**REQUIRED TASK**
Rewrite everything from "Pursuant to the" down to "initial public offering." in the text on the co-sale and indemnification agreements, switching "Major Investors" to "Principal Investors".

Pursuant to the Co-Sale Agreement, we had a right of first refusal in respect of certain sales of securities by certain holders of our common stock and convertible preferred stock. To the extent we did not exercise such right in full, the Major Investors were granted certain rights of first refusal and co-sale in respect of such sale. The Co-Sale Agreement terminated in connection with the closing of our initial public offering.
Indemnification Agreements
Our amended and restated certificate of incorporation contains provisions limiting the liability of directors, and our bylaws provide that we will indemnify each of our directors and officers to the fullest extent permitted under Delaware law. Our amended and restated certificate of incorporation and bylaws also provide our Board of Directors with discretion to indemnify our employees and other agents when determined appropriate by the board. In addition, we have entered an indemnification agreement with each of our directors and executive officers, which will require us to indemnify them.

**DATASET ROWS**
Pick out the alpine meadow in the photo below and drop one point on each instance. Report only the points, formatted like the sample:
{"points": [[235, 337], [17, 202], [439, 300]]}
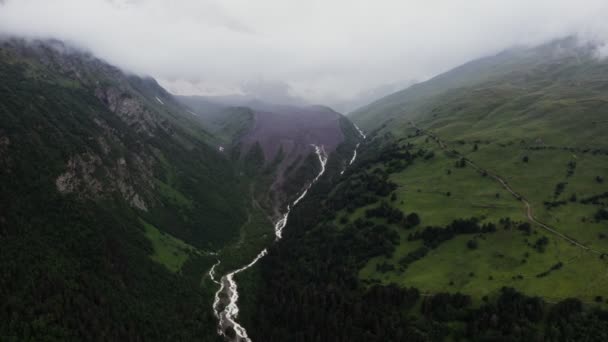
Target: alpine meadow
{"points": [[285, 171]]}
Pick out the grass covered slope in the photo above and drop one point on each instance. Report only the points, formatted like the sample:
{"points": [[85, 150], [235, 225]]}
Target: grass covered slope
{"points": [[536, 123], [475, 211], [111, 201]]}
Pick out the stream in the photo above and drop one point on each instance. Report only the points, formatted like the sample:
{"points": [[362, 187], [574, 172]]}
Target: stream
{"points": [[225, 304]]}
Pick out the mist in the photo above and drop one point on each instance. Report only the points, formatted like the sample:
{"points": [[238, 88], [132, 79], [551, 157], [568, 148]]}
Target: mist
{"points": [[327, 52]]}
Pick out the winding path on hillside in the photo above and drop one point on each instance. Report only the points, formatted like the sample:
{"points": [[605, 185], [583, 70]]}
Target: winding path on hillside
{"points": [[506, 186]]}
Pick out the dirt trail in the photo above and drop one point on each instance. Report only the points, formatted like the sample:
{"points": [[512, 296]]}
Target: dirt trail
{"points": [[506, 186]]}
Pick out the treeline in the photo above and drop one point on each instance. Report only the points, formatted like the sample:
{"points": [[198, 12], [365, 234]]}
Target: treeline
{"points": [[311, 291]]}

==

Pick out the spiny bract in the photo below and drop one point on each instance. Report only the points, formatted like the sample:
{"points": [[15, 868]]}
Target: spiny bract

--

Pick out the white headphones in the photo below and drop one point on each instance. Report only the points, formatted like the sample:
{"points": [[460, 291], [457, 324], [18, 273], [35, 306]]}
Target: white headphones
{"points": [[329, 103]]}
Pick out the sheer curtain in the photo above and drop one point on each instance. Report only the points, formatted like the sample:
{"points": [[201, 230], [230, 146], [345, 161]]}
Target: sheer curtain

**FINISHED TASK**
Pursuant to the Co-Sale Agreement, we had a right of first refusal in respect of certain sales of securities by certain holders of our common stock and convertible preferred stock. To the extent we did not exercise such right in full, the Principal Investors were granted certain rights of first refusal and co-sale in respect of such sale. The Co-Sale Agreement terminated in connection with the closing of our initial public offering.